[Start SUPPLIED RECORDS]

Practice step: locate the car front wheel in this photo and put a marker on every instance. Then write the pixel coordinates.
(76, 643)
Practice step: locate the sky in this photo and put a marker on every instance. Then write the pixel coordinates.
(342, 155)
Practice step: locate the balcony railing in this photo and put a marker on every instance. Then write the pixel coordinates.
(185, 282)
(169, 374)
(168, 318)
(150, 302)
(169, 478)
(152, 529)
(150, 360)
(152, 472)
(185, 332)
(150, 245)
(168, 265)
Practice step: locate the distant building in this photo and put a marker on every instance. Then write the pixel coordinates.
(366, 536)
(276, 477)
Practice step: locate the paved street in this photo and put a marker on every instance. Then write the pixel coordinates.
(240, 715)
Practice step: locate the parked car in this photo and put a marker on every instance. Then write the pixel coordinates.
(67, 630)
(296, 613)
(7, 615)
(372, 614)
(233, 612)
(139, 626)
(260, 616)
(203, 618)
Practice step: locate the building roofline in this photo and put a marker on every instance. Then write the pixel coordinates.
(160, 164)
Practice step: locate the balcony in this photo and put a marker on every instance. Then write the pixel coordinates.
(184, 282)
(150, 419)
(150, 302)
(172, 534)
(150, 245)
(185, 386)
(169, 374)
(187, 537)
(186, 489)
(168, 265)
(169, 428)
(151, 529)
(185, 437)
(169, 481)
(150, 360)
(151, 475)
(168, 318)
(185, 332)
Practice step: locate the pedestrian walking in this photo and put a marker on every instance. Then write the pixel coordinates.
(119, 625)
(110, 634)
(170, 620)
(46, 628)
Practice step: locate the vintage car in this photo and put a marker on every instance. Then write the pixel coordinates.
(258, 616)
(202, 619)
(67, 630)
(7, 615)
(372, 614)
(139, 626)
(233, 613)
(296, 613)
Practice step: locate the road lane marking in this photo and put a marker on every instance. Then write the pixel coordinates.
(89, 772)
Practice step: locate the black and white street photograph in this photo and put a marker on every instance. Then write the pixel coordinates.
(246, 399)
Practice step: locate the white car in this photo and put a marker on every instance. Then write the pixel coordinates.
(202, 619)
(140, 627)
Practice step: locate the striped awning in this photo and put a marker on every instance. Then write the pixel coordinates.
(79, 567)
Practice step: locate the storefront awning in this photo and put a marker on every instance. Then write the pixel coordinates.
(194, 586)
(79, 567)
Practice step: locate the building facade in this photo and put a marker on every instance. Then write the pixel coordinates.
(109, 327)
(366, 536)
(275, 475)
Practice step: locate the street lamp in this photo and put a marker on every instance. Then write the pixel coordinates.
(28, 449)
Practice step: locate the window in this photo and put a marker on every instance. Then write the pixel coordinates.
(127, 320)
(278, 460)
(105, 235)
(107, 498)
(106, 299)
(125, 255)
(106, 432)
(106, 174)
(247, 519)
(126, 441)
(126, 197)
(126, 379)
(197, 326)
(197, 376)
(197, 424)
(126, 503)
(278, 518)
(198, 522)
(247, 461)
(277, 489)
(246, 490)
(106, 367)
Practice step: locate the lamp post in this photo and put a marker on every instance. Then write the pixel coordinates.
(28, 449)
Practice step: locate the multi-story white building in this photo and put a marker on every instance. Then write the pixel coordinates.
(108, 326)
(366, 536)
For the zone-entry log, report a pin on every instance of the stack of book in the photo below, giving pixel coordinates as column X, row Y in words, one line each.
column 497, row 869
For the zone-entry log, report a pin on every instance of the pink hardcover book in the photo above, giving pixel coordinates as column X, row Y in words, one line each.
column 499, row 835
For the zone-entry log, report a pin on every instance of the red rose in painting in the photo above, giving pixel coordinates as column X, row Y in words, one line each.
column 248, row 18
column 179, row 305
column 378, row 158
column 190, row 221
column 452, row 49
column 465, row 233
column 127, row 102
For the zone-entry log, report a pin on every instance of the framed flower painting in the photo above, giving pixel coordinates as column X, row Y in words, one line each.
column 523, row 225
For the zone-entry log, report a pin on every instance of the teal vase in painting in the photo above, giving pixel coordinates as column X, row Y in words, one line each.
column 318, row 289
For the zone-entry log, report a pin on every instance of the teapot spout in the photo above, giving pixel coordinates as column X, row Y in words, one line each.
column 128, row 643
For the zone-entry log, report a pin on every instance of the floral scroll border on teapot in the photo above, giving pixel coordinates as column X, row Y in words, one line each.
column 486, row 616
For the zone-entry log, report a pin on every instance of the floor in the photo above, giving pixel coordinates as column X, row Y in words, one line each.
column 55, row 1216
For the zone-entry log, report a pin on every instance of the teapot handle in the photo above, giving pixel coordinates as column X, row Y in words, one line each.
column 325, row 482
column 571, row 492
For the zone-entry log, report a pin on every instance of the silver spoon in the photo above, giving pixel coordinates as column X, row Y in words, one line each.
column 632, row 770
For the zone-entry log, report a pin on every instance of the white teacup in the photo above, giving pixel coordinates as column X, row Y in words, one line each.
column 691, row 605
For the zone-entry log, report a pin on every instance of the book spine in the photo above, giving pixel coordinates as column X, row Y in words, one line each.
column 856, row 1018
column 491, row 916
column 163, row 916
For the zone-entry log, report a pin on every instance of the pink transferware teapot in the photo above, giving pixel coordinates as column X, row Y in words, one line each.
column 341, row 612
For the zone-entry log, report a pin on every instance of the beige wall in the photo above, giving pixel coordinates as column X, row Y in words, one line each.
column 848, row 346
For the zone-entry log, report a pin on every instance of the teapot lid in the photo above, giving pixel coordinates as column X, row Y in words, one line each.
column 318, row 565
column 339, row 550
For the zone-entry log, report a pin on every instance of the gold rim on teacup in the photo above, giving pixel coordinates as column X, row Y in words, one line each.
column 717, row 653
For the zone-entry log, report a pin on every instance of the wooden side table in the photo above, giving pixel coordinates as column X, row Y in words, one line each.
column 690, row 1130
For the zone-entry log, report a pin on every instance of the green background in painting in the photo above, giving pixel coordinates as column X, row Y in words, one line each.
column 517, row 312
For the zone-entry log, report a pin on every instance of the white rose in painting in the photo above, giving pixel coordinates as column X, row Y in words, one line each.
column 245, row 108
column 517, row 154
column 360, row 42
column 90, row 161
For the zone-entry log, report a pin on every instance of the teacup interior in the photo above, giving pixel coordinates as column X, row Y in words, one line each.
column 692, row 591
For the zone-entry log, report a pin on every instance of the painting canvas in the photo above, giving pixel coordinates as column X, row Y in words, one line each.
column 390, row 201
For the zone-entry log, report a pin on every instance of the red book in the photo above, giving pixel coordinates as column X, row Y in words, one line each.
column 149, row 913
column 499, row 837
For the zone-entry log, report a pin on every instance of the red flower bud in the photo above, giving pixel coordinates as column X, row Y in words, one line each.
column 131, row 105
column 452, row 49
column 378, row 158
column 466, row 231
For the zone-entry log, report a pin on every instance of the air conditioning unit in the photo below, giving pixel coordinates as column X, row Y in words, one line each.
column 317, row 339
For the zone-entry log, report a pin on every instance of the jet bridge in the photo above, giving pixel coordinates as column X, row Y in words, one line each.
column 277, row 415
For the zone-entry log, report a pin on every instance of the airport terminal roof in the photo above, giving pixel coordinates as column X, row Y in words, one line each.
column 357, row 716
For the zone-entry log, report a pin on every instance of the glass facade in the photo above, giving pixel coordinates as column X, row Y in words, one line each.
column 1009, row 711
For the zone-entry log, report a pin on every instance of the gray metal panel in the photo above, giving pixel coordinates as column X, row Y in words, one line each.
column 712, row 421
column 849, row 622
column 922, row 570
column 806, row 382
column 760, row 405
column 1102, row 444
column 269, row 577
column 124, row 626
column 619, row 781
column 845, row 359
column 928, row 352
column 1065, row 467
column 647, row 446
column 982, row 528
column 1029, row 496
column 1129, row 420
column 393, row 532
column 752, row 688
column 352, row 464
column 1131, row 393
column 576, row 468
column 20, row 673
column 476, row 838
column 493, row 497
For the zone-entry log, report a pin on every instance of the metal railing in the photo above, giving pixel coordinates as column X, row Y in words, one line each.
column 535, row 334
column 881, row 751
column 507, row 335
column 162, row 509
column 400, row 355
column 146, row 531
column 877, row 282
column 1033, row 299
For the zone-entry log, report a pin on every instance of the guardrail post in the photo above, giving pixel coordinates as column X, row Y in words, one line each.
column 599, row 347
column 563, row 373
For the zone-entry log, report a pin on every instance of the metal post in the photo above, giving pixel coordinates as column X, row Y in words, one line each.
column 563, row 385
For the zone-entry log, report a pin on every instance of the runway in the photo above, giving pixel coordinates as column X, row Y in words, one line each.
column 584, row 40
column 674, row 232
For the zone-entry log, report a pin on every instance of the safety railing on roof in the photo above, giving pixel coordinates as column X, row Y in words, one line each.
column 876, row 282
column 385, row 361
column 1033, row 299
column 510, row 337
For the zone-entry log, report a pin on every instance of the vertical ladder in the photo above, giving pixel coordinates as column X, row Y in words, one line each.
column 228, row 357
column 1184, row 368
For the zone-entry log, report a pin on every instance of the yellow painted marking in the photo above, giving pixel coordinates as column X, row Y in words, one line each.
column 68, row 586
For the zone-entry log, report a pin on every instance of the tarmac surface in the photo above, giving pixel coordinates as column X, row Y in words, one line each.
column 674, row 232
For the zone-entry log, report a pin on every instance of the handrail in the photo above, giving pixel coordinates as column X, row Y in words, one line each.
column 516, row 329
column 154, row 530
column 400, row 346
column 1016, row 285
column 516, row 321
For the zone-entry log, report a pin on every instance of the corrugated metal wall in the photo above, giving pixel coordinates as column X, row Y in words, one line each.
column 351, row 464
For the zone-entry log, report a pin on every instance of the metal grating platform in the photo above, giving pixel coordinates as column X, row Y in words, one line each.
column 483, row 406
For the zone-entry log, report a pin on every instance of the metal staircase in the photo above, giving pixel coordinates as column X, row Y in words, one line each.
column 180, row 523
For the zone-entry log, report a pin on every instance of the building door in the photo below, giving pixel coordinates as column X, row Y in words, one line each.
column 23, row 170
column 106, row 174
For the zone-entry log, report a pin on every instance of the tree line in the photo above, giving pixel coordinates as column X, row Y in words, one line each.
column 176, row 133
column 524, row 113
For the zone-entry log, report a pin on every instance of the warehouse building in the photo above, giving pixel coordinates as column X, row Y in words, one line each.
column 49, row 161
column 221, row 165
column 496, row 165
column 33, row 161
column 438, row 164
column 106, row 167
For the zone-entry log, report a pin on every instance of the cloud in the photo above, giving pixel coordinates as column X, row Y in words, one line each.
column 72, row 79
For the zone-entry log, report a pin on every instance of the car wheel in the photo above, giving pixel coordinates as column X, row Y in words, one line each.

[End SUPPLIED RECORDS]

• [SHORT PROBLEM] Render the lines between the one holding "the air conditioning" and the one holding "column 1009, row 711", inclusive, as a two-column CSV headed text and answer, with one row for each line and the answer line that follows it. Enclose every value in double quotes as a single field, with any line breaks turned into spaces.

• [RESPONSE]
text,answer
"For the zone-entry log, report a pin on every instance of the air conditioning unit in the photo below, giving pixel coordinates as column X, row Y in words, one line each.","column 317, row 339"
"For the zone-entry log, report a pin on every instance of the jet bridge in the photo above, giving pixel coordinates as column X, row Y in words, one line each.","column 277, row 415"
"For the zone-entry log, report a pin on every instance of the airport terminal roof in the photo above, giving pixel coordinates as column X, row Y in words, one line each.","column 357, row 716"
"For the zone-entry log, report a pin on every instance of the glass facade in the photo above, giving pixel coordinates as column X, row Y in words, one line each.","column 1009, row 711"